_WHAT THE TASK REQUIRES_
Can you convert every line of the entries below into a JSON list of strings, one string per line, with blank lines left out?

_INPUT FOR THIS TASK_
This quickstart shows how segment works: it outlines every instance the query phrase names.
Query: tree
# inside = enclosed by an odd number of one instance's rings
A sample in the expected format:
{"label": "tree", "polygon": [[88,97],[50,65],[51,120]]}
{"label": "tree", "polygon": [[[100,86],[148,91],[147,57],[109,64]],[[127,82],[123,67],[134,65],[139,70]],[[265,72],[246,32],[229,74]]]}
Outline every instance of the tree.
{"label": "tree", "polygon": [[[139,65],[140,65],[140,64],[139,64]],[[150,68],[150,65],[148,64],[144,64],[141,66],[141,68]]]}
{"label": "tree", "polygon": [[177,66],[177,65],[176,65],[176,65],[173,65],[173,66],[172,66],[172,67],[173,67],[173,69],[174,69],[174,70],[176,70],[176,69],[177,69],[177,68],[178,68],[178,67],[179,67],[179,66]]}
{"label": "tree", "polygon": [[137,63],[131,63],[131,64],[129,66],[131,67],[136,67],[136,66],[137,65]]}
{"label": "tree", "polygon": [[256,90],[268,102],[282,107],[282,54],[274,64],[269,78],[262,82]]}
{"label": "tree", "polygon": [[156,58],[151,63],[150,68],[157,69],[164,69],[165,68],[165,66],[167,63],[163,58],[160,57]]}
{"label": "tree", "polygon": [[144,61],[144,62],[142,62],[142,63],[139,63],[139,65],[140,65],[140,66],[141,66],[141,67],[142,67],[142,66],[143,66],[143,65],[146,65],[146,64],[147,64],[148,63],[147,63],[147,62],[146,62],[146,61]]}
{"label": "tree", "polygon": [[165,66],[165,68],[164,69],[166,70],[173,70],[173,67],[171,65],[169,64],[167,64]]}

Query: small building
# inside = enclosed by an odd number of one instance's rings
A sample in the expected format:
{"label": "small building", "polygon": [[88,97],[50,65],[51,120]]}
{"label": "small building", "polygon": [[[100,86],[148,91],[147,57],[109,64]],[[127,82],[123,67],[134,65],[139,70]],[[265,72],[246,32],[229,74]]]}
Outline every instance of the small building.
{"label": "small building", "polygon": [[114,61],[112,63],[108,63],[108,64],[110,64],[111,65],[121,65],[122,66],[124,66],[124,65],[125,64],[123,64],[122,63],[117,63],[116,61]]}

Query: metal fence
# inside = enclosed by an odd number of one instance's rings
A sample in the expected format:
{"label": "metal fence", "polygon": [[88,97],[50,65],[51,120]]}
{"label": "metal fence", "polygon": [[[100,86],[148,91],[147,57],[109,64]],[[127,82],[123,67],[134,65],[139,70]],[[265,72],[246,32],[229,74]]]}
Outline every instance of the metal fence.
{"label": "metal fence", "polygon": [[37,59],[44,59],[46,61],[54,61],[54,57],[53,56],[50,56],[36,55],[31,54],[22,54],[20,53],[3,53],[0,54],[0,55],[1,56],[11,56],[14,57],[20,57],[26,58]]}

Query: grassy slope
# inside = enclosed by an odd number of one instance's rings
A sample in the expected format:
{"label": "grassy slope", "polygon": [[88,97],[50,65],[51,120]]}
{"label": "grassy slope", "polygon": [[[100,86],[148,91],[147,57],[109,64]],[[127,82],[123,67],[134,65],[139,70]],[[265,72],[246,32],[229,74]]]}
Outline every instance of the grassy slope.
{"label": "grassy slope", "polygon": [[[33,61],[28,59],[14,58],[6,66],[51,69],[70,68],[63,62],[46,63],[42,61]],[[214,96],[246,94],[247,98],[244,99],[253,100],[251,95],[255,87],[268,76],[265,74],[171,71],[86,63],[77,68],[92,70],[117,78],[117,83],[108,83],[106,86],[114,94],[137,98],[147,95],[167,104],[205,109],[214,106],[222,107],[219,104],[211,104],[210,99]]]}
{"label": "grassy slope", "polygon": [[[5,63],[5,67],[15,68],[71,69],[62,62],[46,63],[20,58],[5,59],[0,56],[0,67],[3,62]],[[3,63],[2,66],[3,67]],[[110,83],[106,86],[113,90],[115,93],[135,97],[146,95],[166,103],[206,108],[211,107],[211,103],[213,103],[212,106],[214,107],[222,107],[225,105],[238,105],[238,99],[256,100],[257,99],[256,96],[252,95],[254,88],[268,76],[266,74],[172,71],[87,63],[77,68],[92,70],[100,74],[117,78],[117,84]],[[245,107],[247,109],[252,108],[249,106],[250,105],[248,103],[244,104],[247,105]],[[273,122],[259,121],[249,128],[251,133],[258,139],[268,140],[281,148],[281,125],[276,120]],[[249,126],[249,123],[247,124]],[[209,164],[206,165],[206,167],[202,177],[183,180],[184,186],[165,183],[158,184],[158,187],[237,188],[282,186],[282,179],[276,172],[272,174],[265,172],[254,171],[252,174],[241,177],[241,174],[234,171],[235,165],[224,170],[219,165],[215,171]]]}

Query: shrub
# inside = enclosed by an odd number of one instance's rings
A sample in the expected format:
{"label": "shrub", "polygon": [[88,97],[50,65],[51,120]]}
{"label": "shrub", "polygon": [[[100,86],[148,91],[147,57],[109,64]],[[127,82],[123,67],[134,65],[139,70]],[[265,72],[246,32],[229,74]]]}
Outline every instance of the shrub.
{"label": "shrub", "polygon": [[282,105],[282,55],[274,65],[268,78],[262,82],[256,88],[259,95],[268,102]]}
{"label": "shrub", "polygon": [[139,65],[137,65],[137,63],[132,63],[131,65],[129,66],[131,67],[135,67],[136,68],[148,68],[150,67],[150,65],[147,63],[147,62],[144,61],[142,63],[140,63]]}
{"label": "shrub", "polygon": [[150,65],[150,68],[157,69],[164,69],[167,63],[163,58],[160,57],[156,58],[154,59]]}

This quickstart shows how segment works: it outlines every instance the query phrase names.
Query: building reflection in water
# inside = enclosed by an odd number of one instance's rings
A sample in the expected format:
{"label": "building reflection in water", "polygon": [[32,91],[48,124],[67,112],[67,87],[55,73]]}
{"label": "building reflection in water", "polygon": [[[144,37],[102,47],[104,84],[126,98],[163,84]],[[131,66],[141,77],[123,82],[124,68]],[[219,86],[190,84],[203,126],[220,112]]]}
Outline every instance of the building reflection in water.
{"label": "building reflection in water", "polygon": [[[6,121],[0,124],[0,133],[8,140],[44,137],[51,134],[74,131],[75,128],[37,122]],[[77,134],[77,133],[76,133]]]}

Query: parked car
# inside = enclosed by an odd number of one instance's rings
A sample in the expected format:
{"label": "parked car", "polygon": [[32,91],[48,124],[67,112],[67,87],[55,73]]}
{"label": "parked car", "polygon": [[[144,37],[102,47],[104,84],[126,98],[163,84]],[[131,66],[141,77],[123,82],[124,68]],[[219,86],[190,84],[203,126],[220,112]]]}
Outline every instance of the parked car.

_REPLY TO THE TASK_
[
  "This quickstart shows how segment works: it outlines every instance the query phrase names.",
  "Query: tree",
  "# inside = enclosed by an odd number of one instance's rings",
  "A sample in the expected format:",
  "{\"label\": \"tree\", \"polygon\": [[88,97],[50,65],[51,120]]}",
  "{\"label\": \"tree\", \"polygon\": [[[100,86],[148,91],[147,57],[109,64]],[[127,82],[123,67],[134,65],[139,70]],[[265,72],[246,32],[229,74]]]}",
  "Outline every instance of the tree.",
  "{\"label\": \"tree\", \"polygon\": [[[139,65],[140,65],[140,64],[139,64]],[[150,68],[150,65],[148,64],[144,64],[141,66],[141,68]]]}",
  "{\"label\": \"tree\", \"polygon\": [[177,66],[177,65],[176,65],[176,65],[173,65],[173,66],[172,66],[172,67],[173,67],[173,69],[174,69],[174,70],[176,70],[176,69],[177,69],[177,68],[178,68],[178,67],[179,67],[179,66]]}",
  "{\"label\": \"tree\", \"polygon\": [[137,63],[131,63],[131,64],[129,66],[131,67],[136,67],[136,66],[137,65]]}",
  "{\"label\": \"tree\", \"polygon\": [[256,90],[268,102],[282,107],[282,54],[274,64],[269,78],[262,82]]}",
  "{\"label\": \"tree\", \"polygon\": [[156,58],[151,63],[150,68],[157,69],[164,69],[165,68],[165,66],[167,63],[163,58],[160,57]]}",
  "{\"label\": \"tree\", \"polygon\": [[144,61],[144,62],[142,62],[142,63],[139,63],[139,65],[140,65],[140,66],[141,66],[141,67],[142,67],[142,66],[143,66],[143,65],[146,65],[146,64],[147,64],[148,63],[147,63],[147,62],[146,62],[146,61]]}",
  "{\"label\": \"tree\", \"polygon\": [[165,66],[165,68],[164,69],[166,70],[173,70],[173,67],[171,65],[169,64],[167,64]]}",
  "Query: small building",
  "# inside = enclosed by an odd number of one instance's rings",
  "A sample in the expected format:",
  "{\"label\": \"small building\", \"polygon\": [[88,97],[50,65],[51,120]]}",
  "{\"label\": \"small building\", \"polygon\": [[[100,86],[148,91],[147,57],[109,64]],[[127,82],[123,67],[134,65],[139,70]],[[265,72],[246,32],[229,74]]]}",
  "Outline every instance of the small building.",
  "{\"label\": \"small building\", \"polygon\": [[114,61],[112,63],[108,63],[108,64],[110,64],[111,65],[121,65],[122,66],[124,66],[124,65],[125,64],[123,64],[122,63],[117,63],[116,61]]}",
  "Query: metal fence",
  "# inside = enclosed by an odd number of one instance's rings",
  "A sample in the expected format:",
  "{\"label\": \"metal fence\", \"polygon\": [[88,97],[50,65],[51,120]]}",
  "{\"label\": \"metal fence\", \"polygon\": [[[100,86],[148,91],[147,57],[109,64]],[[127,82],[123,67],[134,65],[139,70]],[[265,72],[246,32],[229,74]]]}",
  "Outline every instance of the metal fence.",
  "{\"label\": \"metal fence\", \"polygon\": [[37,59],[44,59],[46,61],[54,61],[54,57],[53,56],[50,56],[36,55],[31,54],[22,54],[20,53],[3,53],[0,54],[0,55],[1,56],[11,56],[14,57],[20,57],[26,58]]}",
  "Query: grassy slope",
  "# inside = enclosed by an odd number of one instance's rings",
  "A sample in the expected format:",
  "{\"label\": \"grassy slope\", \"polygon\": [[88,97],[50,65],[51,120]]}",
  "{\"label\": \"grassy slope\", \"polygon\": [[[100,86],[148,91],[147,57],[109,64]],[[127,82],[123,67],[134,65],[139,70]],[[265,72],[246,32],[229,74]]]}",
  "Outline every instance of the grassy slope.",
  "{\"label\": \"grassy slope\", \"polygon\": [[[33,61],[28,59],[14,58],[6,66],[51,69],[70,68],[63,62],[46,63],[42,61]],[[214,96],[246,94],[247,98],[244,99],[253,100],[251,95],[255,87],[268,76],[265,74],[171,71],[86,63],[77,68],[92,70],[117,78],[117,83],[108,83],[106,86],[114,94],[137,98],[147,95],[167,104],[205,109],[214,106],[222,107],[219,104],[211,104],[210,99]]]}",
  "{\"label\": \"grassy slope\", \"polygon\": [[[5,63],[5,67],[15,68],[71,69],[62,62],[46,63],[20,58],[5,59],[0,56],[0,67],[3,62]],[[3,63],[2,66],[3,67]],[[110,83],[106,86],[113,90],[115,93],[135,97],[146,95],[166,103],[206,108],[211,107],[211,103],[213,103],[212,106],[214,107],[222,107],[225,105],[238,105],[238,99],[256,100],[257,99],[256,96],[252,95],[254,88],[268,76],[266,74],[172,71],[87,63],[77,68],[92,70],[100,74],[117,78],[117,84]],[[245,107],[247,109],[252,108],[249,106],[250,105],[248,103],[244,104],[247,105]],[[273,122],[259,121],[249,128],[251,133],[258,139],[268,140],[281,148],[281,125],[276,120]],[[249,126],[249,123],[247,124]],[[209,164],[206,165],[206,167],[202,177],[183,180],[184,186],[165,183],[158,184],[158,187],[237,188],[282,186],[282,179],[276,172],[272,174],[265,172],[254,171],[252,174],[241,177],[241,174],[234,171],[235,165],[224,170],[219,165],[215,171]]]}",
  "Query: shrub",
  "# inside = enclosed by an odd number of one instance's rings",
  "A sample in the expected format:",
  "{\"label\": \"shrub\", \"polygon\": [[88,97],[50,65],[51,120]]}",
  "{\"label\": \"shrub\", \"polygon\": [[[100,86],[148,91],[147,57],[109,64]],[[127,82],[123,67],[134,65],[139,70]],[[265,72],[246,32],[229,74]]]}",
  "Outline every instance of the shrub.",
  "{\"label\": \"shrub\", \"polygon\": [[282,105],[282,55],[274,65],[268,78],[262,82],[256,88],[259,95],[268,102]]}",
  "{\"label\": \"shrub\", \"polygon\": [[139,65],[137,65],[137,63],[132,63],[131,65],[129,66],[131,67],[135,67],[136,68],[148,68],[150,67],[150,65],[147,63],[147,62],[144,61],[142,63],[140,63]]}",
  "{\"label\": \"shrub\", \"polygon\": [[150,65],[150,68],[157,69],[164,69],[167,63],[163,58],[160,57],[156,58],[154,59]]}",
  "This quickstart shows how segment works: it outlines every instance the query phrase names.",
  "Query: building reflection in water",
  "# inside = enclosed by an odd number of one instance's rings",
  "A sample in the expected format:",
  "{\"label\": \"building reflection in water\", \"polygon\": [[32,91],[48,124],[67,112],[67,87],[55,73]]}",
  "{\"label\": \"building reflection in water\", \"polygon\": [[[144,37],[102,47],[104,84],[126,98],[163,84]],[[131,66],[141,77],[123,82],[124,68]],[[219,86],[190,84],[203,126],[220,112]]]}",
  "Outline every instance of the building reflection in water.",
  "{\"label\": \"building reflection in water\", \"polygon\": [[[6,121],[0,124],[0,133],[8,140],[44,137],[51,134],[74,131],[75,128],[37,122]],[[77,134],[77,133],[76,133]]]}",
  "Query: parked car",
  "# inside = enclosed by an odd number of one instance's rings",
  "A sample in the expected format:",
  "{\"label\": \"parked car\", \"polygon\": [[32,91],[48,124],[67,112],[67,87],[55,73]]}",
  "{\"label\": \"parked car\", \"polygon\": [[[144,37],[102,47],[104,84],[126,98],[163,84]],[[131,66],[141,77],[123,82],[124,68]],[[219,86],[190,84],[203,126],[220,112]]]}",
  "Outline every instance of the parked car."
]